=== TAREFA PROPOSTA ===
Por favor, copie sem nenhuma alteração os registros desde o início até a linha que contém "An instance may", incluindo essa linha. Deixe as imagens fora da resposta.
########################################
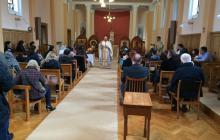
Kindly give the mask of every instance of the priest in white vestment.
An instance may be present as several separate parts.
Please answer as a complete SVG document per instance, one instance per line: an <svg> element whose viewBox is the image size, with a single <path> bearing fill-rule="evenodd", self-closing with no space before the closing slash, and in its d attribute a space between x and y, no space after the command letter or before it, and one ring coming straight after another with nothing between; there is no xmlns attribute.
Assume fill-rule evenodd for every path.
<svg viewBox="0 0 220 140"><path fill-rule="evenodd" d="M113 58L112 44L105 36L104 40L99 43L99 61L101 66L110 68L111 59Z"/></svg>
########################################
=== RESULTADO DA TAREFA ===
Kindly give the mask of every instance of the priest in white vestment.
An instance may be present as several separate parts.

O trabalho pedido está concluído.